Complete the following:
1. Answer these questions about the text on CROSS JOIN UNNEST performance:
(a) Starting with which version are queries with this clause expected to perform significantly better?
(b) What did the previous Unnest Operator implementation do to all input blocks to generate output blocks?
(c) What length do all the VARCHAR elements in the benchmark table have?
2. Rewrite the part of the text on CROSS JOIN UNNEST performance that opens with the words "Let’s try to" and closes with "ARRAY(ROW(VARCHAR, VARCHAR, VARCHAR))", renaming "Unnest Operator" to "Unnest Node" throughout.
3. List every type that the text on CROSS JOIN UNNEST performance gives for the nested column c1 in the three benchmark cases.

Queries with CROSS JOIN UNNEST
clause are expected to have a significant performance improvement starting version 316.
Executive Summary #
The execution plans for queries with a CROSS JOIN UNNEST
clause contain an Unnest Operator. The previous implementation of Unnest Operator performed a deep copy on all input blocks to generate output blocks. This caused high CPU consumption and memory allocation for the operator, and impacted the performance of such queries. The impact was worse for UNNEST
queries accessing a high number of columns, or even a few columns with deeply nested schema.
We realized that the implementation can be made more efficient by avoiding copies in the Unnest Operator, if possible. Using dictionary blocks to create output blocks pointing to input elements has given us significant CPU and memory benefits by avoiding copies. The benchmark results for the new Unnest Operator implementation show more than ~10x gain in CPU time and 3x~5x gain in memory allocation.
Let’s try to understand this change with an example. At LinkedIn, the most common usage for CROSS JOIN UNNEST
clause is seen to be for unnesting a single array or map column. A sample query with the clause would look like the following:
SELECT T.c0, U.unnest_c1
FROM T CROSS JOIN UNNEST(c1) AS U(unnest_c1)
The plots below compare the performance of Unnest Operator in the previous and the current implementation for 3 different cases. Every case evaluates the Unnest Operator performance for a query like the above, on a table T
with two columns c0
and c1
. For all the 3 cases, c0
is a VARCHAR
type column. But the nested column c1
is of ARRAY(VARCHAR)
, MAP(VARCHAR, VARCHAR)
and ARRAY(ROW(VARCHAR, VARCHAR, VARCHAR))
types respectively. All the VARCHAR
elements in both the columns have length 50, and the arrays in the second column have lengths distributed uniformly between 0 and 300.

Exercise data:
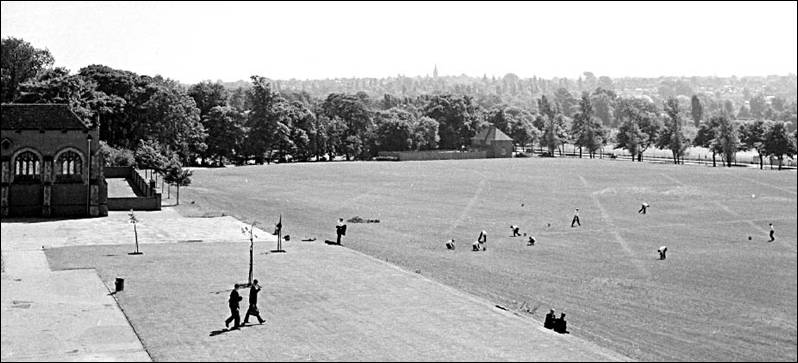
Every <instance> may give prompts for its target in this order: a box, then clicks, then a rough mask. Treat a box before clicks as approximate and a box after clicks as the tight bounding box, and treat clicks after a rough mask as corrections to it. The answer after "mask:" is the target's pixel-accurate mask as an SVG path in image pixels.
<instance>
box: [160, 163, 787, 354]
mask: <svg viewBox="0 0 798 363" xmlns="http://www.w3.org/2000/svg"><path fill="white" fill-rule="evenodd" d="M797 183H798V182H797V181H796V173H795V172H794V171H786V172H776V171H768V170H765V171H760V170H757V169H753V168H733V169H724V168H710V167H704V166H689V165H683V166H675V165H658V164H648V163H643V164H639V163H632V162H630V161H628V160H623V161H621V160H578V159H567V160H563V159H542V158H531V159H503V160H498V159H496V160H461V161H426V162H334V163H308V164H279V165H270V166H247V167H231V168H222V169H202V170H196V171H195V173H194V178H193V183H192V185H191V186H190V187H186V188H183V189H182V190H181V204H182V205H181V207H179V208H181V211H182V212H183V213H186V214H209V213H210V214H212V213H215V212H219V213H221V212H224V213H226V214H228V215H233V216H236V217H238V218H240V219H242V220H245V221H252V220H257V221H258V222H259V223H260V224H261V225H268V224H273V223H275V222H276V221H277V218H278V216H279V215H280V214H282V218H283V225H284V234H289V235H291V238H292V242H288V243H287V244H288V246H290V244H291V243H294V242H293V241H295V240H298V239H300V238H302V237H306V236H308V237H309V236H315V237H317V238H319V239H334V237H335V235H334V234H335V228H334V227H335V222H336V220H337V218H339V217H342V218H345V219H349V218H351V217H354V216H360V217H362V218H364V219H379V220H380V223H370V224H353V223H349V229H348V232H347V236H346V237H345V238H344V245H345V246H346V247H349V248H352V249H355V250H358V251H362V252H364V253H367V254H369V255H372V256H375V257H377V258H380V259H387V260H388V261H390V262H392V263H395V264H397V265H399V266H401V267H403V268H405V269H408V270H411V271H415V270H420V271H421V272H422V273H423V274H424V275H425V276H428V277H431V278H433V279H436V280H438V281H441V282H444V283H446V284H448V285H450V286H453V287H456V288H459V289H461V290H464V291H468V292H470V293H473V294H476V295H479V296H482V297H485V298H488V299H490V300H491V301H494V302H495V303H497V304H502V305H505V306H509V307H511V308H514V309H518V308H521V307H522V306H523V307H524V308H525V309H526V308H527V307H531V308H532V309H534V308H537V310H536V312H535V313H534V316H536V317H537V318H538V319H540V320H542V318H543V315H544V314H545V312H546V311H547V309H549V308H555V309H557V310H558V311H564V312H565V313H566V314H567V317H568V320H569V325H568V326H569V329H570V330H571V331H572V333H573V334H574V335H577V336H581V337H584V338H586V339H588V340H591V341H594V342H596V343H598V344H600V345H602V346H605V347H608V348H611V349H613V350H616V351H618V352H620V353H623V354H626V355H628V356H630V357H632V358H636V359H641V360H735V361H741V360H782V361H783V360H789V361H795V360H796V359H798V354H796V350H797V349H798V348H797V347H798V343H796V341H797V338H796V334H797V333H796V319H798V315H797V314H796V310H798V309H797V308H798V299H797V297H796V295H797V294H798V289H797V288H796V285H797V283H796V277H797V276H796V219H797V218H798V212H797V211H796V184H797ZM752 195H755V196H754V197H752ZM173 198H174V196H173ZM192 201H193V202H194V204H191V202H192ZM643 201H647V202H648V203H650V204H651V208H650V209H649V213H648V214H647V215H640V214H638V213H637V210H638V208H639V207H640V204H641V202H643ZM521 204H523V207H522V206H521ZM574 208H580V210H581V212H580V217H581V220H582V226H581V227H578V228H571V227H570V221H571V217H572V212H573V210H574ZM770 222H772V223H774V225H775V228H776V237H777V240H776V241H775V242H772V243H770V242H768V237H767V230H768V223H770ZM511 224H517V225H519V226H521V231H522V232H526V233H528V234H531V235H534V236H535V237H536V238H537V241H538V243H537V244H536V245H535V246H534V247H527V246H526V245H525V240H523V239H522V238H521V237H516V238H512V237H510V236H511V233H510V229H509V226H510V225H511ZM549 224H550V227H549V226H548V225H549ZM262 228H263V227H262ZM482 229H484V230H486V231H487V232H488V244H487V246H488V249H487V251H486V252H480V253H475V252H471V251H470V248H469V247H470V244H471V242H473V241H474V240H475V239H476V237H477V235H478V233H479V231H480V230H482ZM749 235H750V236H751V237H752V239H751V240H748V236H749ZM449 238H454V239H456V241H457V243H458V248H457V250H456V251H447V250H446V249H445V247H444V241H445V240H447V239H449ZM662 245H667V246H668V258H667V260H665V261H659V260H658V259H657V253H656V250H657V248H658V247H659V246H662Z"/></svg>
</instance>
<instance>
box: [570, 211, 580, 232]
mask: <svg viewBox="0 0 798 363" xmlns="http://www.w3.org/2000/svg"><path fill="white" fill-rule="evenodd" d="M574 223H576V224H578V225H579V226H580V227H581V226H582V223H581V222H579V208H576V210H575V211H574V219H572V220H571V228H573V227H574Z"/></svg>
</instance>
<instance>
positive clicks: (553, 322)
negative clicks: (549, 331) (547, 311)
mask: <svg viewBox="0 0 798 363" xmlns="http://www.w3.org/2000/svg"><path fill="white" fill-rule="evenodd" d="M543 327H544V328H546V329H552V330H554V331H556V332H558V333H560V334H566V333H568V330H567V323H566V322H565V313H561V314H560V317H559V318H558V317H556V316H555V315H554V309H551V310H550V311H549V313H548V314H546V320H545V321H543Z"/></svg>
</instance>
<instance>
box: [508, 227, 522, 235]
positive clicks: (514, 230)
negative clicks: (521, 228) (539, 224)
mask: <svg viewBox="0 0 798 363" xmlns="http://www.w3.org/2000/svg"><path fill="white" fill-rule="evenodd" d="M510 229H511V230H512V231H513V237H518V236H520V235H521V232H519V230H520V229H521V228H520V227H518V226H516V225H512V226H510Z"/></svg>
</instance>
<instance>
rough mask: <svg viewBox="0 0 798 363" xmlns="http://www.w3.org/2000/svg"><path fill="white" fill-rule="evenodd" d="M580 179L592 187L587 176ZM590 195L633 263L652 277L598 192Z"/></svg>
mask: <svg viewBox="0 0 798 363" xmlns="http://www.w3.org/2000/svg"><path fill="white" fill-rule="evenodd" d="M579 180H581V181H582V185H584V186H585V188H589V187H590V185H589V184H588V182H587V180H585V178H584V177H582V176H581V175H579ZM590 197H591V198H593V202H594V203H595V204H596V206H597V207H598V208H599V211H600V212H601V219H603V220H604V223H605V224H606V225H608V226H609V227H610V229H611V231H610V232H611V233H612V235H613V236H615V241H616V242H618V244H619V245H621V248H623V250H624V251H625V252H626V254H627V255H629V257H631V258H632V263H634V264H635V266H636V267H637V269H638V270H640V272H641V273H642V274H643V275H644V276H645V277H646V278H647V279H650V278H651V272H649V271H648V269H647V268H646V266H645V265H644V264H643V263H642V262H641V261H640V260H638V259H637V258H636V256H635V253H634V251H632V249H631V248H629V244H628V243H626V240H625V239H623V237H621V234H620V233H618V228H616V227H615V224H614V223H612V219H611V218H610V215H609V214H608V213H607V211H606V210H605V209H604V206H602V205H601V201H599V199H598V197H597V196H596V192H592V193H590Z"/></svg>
==
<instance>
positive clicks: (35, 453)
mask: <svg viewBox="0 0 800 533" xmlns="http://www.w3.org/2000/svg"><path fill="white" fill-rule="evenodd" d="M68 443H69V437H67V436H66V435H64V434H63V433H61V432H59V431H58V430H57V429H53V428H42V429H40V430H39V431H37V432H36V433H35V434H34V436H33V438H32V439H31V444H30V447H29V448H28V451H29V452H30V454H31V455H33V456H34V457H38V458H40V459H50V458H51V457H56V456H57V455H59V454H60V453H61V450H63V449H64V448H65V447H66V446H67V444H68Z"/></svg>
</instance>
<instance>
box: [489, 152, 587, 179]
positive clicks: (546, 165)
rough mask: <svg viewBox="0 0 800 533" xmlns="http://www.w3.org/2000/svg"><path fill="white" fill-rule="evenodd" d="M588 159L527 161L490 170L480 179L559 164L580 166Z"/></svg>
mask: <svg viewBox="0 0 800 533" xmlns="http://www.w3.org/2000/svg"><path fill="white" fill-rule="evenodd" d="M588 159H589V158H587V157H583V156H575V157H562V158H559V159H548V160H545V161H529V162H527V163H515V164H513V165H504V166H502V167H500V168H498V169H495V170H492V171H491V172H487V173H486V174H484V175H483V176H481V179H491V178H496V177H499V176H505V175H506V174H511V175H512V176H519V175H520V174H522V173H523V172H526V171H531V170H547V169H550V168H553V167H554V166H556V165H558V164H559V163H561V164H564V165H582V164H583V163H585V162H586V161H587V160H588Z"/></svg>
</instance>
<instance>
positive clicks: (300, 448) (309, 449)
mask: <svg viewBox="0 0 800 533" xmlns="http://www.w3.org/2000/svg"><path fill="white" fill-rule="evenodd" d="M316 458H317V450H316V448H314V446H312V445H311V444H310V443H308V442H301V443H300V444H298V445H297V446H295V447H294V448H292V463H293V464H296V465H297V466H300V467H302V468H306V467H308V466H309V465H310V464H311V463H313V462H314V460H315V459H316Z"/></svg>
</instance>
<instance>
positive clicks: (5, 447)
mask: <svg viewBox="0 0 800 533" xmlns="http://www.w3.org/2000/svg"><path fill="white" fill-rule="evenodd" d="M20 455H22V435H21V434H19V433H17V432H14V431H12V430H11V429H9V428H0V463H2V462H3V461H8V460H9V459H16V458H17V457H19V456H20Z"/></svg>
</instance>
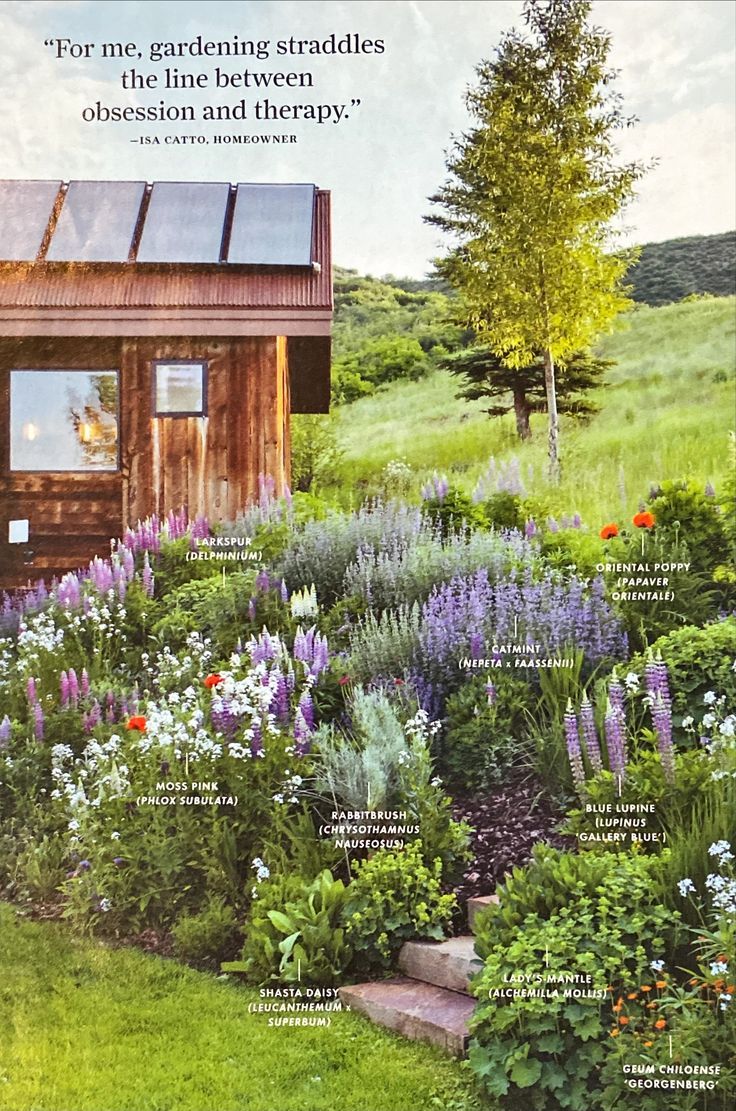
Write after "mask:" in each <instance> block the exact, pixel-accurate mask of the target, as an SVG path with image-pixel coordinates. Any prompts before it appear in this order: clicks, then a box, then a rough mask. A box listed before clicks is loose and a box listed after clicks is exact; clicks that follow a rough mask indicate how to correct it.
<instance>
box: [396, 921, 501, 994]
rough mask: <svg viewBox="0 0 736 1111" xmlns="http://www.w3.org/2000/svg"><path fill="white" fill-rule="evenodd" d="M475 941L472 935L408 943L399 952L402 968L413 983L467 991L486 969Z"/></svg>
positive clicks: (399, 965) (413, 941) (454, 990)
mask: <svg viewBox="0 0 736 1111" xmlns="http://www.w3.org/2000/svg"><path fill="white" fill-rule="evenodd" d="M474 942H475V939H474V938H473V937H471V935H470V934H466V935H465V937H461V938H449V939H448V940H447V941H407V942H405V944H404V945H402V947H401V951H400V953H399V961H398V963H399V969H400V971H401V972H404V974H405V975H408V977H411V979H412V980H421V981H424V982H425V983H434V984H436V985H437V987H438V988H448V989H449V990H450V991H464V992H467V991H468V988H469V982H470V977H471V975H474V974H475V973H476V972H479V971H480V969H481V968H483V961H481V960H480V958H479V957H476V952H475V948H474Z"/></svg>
* * *
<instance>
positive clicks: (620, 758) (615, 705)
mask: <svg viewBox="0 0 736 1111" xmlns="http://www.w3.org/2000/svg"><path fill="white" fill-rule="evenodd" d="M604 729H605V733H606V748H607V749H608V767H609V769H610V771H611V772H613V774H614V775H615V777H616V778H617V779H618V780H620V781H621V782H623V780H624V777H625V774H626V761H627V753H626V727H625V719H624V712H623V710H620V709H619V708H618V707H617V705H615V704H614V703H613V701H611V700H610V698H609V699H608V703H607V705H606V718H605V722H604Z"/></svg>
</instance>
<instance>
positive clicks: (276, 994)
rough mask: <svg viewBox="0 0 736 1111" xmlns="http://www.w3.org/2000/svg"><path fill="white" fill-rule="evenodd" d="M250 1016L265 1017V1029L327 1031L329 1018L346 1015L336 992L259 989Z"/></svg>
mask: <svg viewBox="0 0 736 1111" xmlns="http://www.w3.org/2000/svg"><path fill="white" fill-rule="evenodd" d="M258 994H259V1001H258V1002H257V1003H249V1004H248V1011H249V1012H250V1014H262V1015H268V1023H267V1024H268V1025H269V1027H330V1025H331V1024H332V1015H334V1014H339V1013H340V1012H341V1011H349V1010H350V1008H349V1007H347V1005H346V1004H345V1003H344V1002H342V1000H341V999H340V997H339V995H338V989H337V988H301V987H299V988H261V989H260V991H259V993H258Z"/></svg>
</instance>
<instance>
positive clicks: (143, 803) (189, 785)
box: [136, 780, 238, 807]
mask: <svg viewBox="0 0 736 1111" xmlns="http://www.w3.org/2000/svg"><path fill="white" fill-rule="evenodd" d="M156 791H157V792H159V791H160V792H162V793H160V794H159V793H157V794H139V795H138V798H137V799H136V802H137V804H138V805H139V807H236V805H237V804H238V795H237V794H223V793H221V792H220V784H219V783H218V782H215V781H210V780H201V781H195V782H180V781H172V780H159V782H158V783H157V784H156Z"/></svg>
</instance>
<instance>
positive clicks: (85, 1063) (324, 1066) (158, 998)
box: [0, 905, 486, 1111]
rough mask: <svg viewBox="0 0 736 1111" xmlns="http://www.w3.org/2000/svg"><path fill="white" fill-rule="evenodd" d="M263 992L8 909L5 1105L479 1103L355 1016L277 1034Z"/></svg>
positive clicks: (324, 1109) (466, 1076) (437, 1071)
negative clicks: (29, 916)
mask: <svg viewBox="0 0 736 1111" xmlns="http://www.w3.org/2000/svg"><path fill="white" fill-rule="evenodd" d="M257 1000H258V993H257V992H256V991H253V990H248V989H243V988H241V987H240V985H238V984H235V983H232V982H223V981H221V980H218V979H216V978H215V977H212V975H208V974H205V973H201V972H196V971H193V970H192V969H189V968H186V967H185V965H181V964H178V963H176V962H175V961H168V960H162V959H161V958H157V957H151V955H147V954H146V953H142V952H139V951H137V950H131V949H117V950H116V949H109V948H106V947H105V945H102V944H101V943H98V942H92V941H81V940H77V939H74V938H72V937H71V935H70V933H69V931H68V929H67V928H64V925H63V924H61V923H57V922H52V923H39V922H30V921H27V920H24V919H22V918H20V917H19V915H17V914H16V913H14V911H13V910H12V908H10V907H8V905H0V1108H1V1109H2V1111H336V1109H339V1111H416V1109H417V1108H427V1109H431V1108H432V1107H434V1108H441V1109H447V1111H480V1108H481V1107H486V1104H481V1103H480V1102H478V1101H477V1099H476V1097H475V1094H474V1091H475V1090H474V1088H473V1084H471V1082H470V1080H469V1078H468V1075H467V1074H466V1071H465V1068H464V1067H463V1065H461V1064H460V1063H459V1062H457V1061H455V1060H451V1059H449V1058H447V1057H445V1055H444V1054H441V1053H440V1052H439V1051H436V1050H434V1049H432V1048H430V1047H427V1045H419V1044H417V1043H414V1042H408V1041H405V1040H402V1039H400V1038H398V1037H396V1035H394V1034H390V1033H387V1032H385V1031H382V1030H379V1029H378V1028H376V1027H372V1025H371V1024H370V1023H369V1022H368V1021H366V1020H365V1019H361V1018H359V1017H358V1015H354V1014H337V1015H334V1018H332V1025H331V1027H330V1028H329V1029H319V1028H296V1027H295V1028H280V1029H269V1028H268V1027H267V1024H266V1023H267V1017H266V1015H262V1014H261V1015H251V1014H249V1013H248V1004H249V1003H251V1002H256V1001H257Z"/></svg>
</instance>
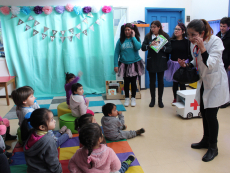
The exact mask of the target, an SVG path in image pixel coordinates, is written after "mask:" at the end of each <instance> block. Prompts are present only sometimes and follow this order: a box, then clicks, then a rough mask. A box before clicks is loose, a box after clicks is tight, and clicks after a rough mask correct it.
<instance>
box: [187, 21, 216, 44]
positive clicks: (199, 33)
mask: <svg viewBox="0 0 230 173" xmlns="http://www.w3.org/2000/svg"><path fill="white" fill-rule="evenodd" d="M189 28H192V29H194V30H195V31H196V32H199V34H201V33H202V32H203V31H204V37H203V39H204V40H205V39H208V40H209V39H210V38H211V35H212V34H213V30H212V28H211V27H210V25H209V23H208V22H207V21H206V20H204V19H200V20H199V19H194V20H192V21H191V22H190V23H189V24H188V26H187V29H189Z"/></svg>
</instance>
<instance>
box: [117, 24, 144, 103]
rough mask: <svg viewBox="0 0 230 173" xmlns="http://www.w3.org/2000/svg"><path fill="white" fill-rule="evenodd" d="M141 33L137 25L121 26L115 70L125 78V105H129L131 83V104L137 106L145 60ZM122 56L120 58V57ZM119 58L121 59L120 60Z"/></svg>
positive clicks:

Answers to the problems:
1.
(a) Version 316.
(b) It performed a deep copy on them.
(c) 50.

2.
Let’s try to understand this change with an example. At LinkedIn, the most common usage for CROSS JOIN UNNEST
clause is seen to be for unnesting a single array or map column. A sample query with the clause would look like the following:
SELECT T.c0, U.unnest_c1
FROM T CROSS JOIN UNNEST(c1) AS U(unnest_c1)
The plots below compare the performance of Unnest Node in the previous and the current implementation for 3 different cases. Every case evaluates the Unnest Node performance for a query like the above, on a table T
with two columns c0
and c1
. For all the 3 cases, c0
is a VARCHAR
type column. But the nested column c1
is of ARRAY(VARCHAR)
, MAP(VARCHAR, VARCHAR)
and ARRAY(ROW(VARCHAR, VARCHAR, VARCHAR))

3.
ARRAY(VARCHAR)
MAP(VARCHAR, VARCHAR)
ARRAY(ROW(VARCHAR, VARCHAR, VARCHAR))